>>>
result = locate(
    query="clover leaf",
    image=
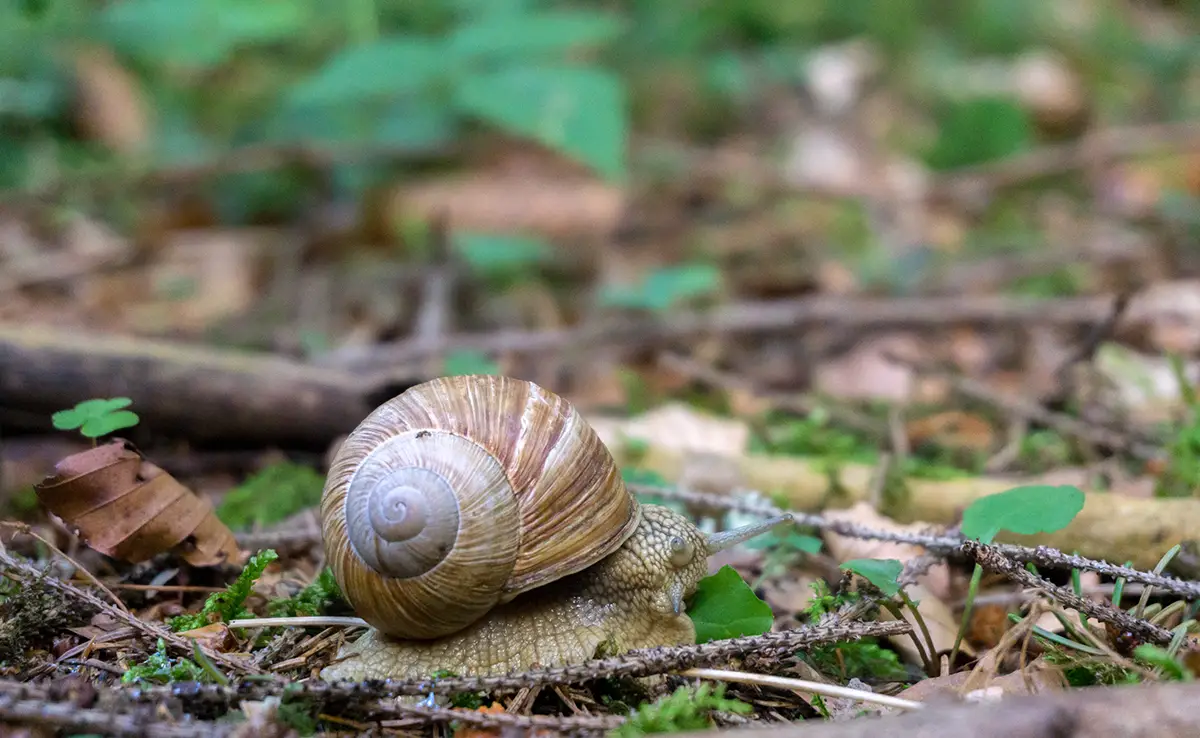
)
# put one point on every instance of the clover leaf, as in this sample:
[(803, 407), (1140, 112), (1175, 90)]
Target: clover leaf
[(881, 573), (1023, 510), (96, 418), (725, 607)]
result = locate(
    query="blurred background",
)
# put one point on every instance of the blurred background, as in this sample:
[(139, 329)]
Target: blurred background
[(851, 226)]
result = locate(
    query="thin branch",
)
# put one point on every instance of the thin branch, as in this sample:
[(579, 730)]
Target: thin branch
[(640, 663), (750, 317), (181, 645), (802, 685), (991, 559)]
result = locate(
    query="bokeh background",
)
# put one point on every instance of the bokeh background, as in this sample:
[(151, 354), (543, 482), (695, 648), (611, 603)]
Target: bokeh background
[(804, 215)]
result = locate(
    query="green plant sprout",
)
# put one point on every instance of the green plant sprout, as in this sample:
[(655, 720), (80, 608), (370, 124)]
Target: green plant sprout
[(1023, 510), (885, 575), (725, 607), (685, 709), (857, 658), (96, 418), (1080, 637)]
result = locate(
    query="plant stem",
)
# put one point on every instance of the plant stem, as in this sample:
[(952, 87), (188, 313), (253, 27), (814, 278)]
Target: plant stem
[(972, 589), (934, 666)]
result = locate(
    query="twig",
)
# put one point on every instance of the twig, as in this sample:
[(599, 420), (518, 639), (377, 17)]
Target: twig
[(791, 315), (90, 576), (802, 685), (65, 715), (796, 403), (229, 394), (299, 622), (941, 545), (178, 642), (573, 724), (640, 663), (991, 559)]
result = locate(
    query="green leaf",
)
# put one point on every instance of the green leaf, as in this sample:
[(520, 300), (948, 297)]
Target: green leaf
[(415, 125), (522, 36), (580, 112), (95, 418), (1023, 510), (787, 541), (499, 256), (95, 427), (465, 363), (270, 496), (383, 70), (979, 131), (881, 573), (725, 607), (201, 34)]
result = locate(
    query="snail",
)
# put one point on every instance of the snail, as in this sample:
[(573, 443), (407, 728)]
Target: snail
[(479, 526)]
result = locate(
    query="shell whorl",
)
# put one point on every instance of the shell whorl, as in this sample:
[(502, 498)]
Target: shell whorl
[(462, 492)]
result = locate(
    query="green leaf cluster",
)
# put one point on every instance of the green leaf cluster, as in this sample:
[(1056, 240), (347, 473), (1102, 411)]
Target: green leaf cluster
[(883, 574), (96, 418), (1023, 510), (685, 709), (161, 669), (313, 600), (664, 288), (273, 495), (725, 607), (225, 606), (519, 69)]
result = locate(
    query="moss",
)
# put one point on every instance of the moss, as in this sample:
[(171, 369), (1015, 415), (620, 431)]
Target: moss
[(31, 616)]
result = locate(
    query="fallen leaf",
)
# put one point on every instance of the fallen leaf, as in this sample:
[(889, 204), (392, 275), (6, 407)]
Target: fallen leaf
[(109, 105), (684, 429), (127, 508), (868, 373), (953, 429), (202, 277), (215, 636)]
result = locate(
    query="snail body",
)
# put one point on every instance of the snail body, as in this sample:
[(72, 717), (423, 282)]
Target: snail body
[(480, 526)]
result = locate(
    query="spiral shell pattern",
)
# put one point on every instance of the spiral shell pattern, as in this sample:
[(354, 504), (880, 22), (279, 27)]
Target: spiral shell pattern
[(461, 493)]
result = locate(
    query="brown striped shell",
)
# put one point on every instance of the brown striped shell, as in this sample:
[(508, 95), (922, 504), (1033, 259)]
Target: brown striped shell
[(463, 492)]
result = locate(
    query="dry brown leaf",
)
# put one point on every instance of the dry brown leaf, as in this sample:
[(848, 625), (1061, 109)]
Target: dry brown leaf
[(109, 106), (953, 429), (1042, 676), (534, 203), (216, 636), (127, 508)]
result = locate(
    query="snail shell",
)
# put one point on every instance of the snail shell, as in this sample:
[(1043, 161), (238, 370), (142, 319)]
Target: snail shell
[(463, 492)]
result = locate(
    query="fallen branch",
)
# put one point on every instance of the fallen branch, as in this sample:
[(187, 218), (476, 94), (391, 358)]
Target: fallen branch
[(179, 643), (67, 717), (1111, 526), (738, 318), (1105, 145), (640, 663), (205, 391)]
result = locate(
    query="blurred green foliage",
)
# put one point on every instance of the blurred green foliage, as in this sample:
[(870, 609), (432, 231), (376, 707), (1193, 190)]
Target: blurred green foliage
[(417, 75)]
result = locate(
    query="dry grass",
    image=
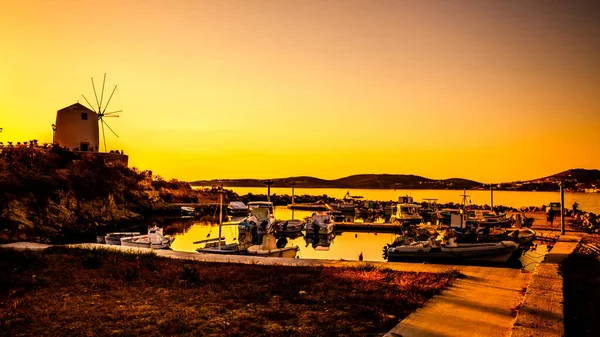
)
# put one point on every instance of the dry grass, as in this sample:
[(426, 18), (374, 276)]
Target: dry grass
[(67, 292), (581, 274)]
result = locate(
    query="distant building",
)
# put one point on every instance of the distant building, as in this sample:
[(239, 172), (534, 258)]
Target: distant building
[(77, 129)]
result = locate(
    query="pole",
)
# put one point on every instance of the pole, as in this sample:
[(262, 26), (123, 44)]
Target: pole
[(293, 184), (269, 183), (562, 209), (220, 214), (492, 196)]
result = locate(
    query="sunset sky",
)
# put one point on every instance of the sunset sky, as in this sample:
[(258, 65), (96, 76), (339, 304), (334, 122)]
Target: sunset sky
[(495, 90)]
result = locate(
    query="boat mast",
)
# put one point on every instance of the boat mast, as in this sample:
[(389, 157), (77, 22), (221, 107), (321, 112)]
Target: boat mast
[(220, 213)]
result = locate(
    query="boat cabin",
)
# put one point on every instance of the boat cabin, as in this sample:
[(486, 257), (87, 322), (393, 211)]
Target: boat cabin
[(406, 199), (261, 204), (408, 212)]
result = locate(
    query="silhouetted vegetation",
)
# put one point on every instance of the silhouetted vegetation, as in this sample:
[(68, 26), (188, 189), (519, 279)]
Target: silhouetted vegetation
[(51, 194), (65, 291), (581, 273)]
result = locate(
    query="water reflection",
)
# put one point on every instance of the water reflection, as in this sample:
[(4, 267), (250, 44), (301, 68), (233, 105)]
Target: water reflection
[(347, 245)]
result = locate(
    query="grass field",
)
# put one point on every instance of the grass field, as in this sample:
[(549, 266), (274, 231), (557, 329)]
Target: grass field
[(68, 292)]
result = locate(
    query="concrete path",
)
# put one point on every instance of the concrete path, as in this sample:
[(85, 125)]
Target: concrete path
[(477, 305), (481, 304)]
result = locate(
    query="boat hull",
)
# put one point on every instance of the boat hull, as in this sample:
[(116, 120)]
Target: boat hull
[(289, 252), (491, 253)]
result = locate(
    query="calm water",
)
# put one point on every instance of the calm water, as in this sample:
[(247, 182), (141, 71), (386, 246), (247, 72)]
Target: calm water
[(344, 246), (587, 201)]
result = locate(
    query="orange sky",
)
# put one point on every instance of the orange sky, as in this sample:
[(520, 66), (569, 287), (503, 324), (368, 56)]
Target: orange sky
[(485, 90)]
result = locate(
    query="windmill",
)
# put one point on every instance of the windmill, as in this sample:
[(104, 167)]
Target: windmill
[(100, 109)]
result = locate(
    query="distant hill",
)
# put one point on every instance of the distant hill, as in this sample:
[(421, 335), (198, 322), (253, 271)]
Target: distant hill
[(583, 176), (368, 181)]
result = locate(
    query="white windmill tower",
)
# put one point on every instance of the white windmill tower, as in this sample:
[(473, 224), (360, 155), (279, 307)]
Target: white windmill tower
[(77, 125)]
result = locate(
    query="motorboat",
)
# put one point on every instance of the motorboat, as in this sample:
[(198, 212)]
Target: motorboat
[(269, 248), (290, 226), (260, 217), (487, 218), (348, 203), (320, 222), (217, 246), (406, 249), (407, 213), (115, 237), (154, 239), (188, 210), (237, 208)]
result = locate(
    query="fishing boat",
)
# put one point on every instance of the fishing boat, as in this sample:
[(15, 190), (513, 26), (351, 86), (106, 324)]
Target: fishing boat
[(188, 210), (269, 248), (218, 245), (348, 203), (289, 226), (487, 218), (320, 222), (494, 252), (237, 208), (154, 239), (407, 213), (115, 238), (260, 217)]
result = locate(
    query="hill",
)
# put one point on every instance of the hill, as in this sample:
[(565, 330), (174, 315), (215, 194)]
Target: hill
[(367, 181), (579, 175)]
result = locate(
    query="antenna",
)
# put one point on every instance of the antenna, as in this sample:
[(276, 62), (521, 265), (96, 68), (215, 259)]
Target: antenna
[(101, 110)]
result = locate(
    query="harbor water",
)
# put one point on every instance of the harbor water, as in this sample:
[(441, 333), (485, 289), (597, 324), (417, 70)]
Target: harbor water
<<<
>>>
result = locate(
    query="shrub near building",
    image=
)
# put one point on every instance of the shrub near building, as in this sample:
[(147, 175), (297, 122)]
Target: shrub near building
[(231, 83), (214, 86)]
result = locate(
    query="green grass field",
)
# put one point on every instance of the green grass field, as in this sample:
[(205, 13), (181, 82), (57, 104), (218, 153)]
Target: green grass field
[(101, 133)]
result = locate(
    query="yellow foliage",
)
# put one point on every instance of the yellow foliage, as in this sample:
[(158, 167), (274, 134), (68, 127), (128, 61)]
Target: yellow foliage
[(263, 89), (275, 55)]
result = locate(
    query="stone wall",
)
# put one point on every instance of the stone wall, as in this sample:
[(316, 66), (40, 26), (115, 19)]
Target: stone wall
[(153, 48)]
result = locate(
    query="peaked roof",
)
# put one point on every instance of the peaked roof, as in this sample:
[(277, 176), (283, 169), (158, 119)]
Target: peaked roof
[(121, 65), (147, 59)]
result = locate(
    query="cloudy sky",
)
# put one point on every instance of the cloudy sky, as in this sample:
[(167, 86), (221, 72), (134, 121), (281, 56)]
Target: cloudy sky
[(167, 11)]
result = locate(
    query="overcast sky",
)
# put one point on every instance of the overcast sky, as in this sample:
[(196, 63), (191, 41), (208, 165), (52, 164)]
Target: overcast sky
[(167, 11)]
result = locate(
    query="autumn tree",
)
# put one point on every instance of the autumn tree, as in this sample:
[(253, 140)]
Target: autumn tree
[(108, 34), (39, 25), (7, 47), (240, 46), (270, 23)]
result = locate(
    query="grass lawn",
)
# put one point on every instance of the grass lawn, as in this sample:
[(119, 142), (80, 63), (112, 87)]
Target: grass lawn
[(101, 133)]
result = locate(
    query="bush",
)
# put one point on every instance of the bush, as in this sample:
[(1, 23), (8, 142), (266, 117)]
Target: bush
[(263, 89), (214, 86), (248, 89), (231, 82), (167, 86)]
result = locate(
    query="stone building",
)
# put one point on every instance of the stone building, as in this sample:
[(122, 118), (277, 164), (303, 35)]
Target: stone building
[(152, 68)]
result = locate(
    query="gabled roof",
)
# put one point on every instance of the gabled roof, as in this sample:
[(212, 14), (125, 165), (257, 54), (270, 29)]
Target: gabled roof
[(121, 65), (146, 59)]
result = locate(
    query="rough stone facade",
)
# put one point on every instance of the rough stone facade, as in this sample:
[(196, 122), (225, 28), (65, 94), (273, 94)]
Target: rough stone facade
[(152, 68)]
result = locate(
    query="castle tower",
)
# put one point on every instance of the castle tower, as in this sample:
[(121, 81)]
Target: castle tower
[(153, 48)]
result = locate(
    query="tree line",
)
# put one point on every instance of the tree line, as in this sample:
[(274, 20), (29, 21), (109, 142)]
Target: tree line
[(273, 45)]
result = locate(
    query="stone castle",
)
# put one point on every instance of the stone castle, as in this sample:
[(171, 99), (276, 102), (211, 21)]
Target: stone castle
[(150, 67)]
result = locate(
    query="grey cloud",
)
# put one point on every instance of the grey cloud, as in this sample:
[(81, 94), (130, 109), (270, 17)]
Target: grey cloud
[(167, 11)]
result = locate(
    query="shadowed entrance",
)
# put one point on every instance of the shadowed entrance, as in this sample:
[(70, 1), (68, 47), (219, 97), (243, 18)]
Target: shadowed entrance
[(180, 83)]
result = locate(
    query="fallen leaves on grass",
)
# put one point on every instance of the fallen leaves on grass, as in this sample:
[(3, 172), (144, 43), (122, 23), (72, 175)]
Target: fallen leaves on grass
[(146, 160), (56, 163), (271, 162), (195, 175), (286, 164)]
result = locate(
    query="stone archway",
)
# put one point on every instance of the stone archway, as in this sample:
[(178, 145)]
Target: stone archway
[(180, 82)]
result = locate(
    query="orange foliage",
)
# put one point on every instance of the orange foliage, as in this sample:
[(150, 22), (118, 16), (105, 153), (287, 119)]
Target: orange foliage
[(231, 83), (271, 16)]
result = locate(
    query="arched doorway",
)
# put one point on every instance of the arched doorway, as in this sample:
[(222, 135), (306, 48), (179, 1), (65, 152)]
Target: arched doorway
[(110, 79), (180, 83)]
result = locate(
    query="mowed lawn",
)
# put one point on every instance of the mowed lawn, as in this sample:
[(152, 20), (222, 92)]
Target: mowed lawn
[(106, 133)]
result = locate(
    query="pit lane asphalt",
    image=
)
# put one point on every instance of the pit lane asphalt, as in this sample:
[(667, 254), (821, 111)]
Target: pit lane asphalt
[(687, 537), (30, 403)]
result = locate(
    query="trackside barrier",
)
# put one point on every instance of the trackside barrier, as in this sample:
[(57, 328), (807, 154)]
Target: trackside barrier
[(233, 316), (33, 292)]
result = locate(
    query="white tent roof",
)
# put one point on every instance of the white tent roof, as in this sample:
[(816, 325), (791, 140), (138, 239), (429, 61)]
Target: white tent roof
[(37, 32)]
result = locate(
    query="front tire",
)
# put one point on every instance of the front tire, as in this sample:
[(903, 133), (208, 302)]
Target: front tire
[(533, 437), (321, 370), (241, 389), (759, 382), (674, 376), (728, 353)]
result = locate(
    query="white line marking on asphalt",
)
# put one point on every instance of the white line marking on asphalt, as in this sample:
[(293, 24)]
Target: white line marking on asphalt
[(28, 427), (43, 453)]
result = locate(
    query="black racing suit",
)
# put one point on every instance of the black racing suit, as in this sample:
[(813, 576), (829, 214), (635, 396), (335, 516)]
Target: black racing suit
<<<
PROBLEM DESCRIPTION →
How many lines in the rows above contain the word "hill"? Case matters; give only the number.

FULL ANSWER →
6